## Set exercise
Render every line of the rows below as a numbered list, leaving out any blank lines.

Point placement rows:
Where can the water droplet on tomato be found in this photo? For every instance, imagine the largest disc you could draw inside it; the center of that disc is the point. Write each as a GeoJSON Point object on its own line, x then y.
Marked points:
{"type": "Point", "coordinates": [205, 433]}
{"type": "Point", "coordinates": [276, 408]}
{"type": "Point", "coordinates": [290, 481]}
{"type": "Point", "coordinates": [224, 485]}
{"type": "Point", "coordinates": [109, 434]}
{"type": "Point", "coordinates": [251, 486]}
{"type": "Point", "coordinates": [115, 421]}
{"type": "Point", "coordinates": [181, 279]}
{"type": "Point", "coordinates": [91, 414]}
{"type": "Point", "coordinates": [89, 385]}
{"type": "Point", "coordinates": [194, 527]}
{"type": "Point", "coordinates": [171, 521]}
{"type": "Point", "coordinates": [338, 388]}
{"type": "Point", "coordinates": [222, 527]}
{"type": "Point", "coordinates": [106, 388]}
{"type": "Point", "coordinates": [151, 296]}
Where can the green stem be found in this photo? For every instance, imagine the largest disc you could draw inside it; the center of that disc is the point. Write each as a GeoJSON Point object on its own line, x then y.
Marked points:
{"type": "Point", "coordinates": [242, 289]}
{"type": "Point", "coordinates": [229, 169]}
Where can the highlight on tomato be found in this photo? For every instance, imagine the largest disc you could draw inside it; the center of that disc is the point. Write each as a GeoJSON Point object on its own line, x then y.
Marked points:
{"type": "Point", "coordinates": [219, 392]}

## Response to this exercise
1. Where can the water droplet on tomato be found in this photo? For every instance, imagine the largest disc you could draw inside it; the center of that disc is the point. Write each as a GeoJSON Point object on its own line, x then y.
2. Marked points:
3. {"type": "Point", "coordinates": [205, 433]}
4. {"type": "Point", "coordinates": [276, 408]}
5. {"type": "Point", "coordinates": [290, 481]}
6. {"type": "Point", "coordinates": [224, 485]}
7. {"type": "Point", "coordinates": [109, 434]}
8. {"type": "Point", "coordinates": [251, 486]}
9. {"type": "Point", "coordinates": [115, 421]}
10. {"type": "Point", "coordinates": [181, 279]}
11. {"type": "Point", "coordinates": [91, 414]}
12. {"type": "Point", "coordinates": [89, 385]}
13. {"type": "Point", "coordinates": [194, 527]}
14. {"type": "Point", "coordinates": [171, 521]}
15. {"type": "Point", "coordinates": [338, 388]}
16. {"type": "Point", "coordinates": [222, 527]}
17. {"type": "Point", "coordinates": [106, 388]}
18. {"type": "Point", "coordinates": [151, 296]}
19. Where can the green stem be found in this photo? For every instance, imagine the largest disc you could draw inside it; the center of that disc is the point. Write each as a GeoJSON Point object on its own line, x then y.
20. Marked points:
21. {"type": "Point", "coordinates": [242, 289]}
22. {"type": "Point", "coordinates": [229, 169]}
23. Where can the highlight on tomato be found in this photo? For every instance, imagine the largest disc you could draw inside it; the center of that disc is the point. Write each as a GeoJSON Point object on its own line, x then y.
24. Marked points:
25. {"type": "Point", "coordinates": [219, 392]}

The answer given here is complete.